### Given records ###
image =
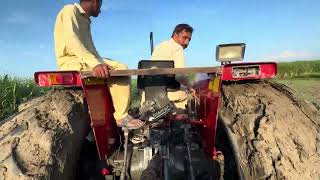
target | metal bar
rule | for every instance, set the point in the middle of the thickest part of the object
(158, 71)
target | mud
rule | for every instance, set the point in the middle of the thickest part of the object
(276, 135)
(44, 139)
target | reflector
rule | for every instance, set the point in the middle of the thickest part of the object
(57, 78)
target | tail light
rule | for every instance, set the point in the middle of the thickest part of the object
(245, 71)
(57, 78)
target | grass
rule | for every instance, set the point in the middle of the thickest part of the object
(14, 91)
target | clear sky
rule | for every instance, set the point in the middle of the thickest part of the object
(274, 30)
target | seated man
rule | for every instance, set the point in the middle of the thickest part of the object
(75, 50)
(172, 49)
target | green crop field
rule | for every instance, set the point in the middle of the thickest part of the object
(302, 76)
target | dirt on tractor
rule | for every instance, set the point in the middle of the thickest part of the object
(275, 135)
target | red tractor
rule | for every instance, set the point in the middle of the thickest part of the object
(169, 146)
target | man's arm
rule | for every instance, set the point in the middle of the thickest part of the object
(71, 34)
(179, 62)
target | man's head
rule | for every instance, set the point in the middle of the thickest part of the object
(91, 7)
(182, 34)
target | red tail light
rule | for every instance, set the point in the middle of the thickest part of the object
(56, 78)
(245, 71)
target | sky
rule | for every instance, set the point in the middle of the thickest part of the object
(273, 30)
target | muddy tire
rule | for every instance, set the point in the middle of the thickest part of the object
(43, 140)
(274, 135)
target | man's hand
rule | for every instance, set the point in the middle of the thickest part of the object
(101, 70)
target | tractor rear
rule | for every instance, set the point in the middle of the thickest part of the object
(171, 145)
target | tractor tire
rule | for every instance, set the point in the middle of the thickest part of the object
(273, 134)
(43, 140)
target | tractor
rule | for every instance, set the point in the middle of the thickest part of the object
###
### Given records ###
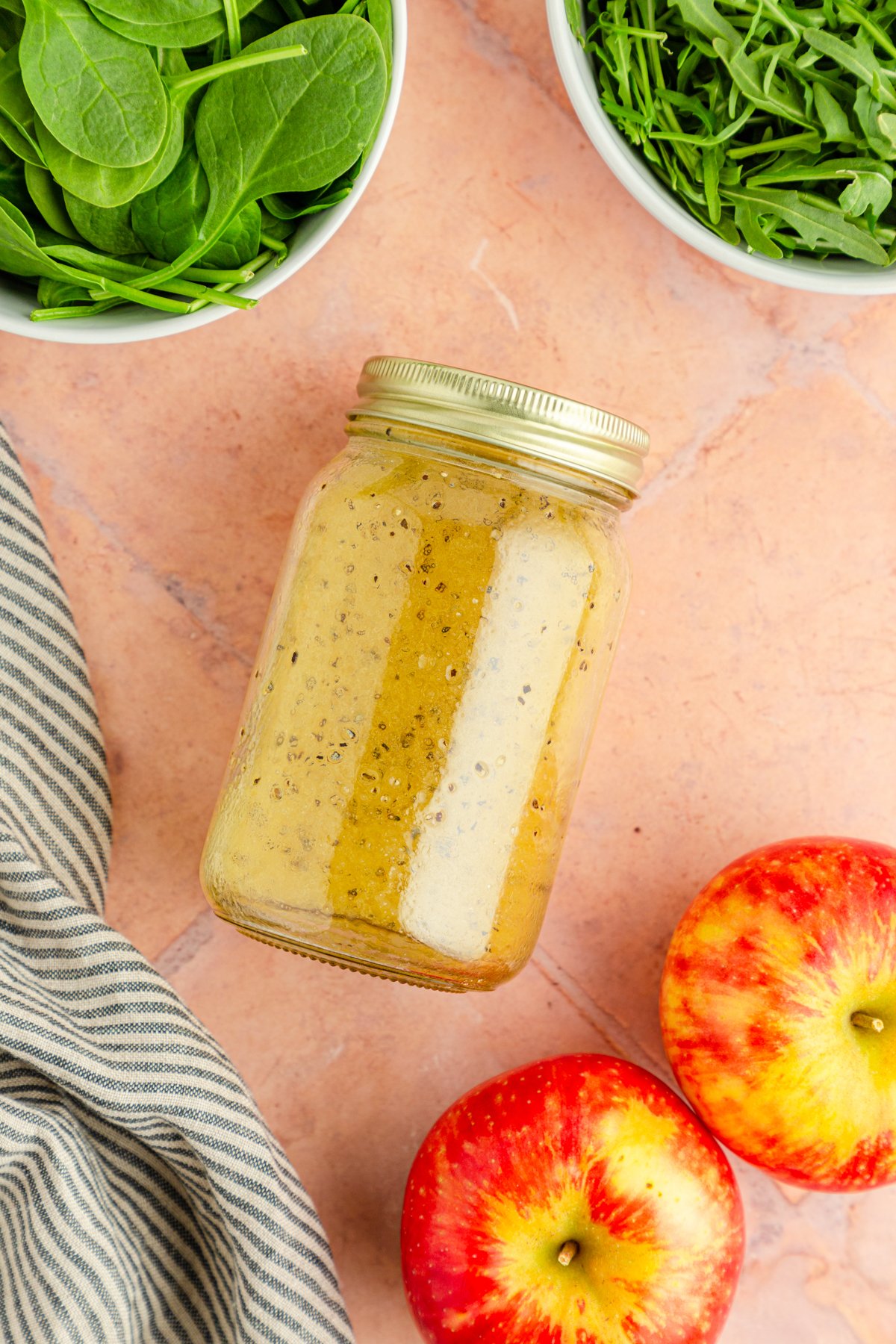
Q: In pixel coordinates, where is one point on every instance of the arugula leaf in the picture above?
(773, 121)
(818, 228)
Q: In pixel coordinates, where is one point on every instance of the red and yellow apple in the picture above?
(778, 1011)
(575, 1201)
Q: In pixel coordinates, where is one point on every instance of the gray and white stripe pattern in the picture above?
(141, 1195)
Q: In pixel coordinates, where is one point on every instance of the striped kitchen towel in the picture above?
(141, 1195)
###
With "tractor" as the word to match, copy each line of the records that has it.

target | dirt on tractor
target | red tractor
target | tractor rear
target | tractor tire
target | tractor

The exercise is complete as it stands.